Requirement.
Would you repeat each line below precisely as it stands?

Natural language region descriptions

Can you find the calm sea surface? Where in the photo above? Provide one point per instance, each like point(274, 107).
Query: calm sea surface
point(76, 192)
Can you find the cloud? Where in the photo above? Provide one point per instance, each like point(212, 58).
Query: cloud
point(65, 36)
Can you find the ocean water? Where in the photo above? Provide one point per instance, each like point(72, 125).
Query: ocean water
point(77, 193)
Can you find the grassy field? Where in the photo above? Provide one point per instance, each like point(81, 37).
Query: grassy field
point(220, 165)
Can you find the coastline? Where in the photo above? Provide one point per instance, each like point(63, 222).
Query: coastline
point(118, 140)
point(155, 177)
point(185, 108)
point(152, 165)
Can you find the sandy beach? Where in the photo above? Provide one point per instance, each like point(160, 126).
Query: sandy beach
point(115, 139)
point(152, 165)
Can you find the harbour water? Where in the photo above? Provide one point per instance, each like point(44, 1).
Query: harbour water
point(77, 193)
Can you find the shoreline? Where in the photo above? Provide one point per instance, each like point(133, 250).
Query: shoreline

Exercise output.
Can you find the calm sea surface? Where in the photo above? Provide one point per instance, each like point(274, 107).
Query: calm sea surface
point(76, 192)
Can you find the cloud? Where in the photo above? Provide one point per instance, each like point(212, 58).
Query: cloud
point(65, 36)
Can you find the ocean water? Where in the photo above? Provide one point per instance, each like point(72, 125).
Query: ocean water
point(77, 193)
Can you find the grassy field? Where in the photo above? Provide one point per instance, each like point(81, 37).
Query: grassy field
point(220, 165)
Can you find the coastline? Where in the photo above? Provide one point per instance, each like point(63, 222).
Query: coastline
point(118, 140)
point(155, 177)
point(185, 108)
point(152, 165)
Can you find the sandy beach? Where in the photo above? Provide one point per instance, each like point(160, 126).
Query: sandy beach
point(115, 139)
point(152, 165)
Can you find the harbour water? Where in the photo above? Provide one point per instance, each like point(44, 1).
Query: harbour water
point(77, 193)
Can you find the shoreline? Where in the photo above? Provide one point per instance, each like point(133, 250).
Query: shoreline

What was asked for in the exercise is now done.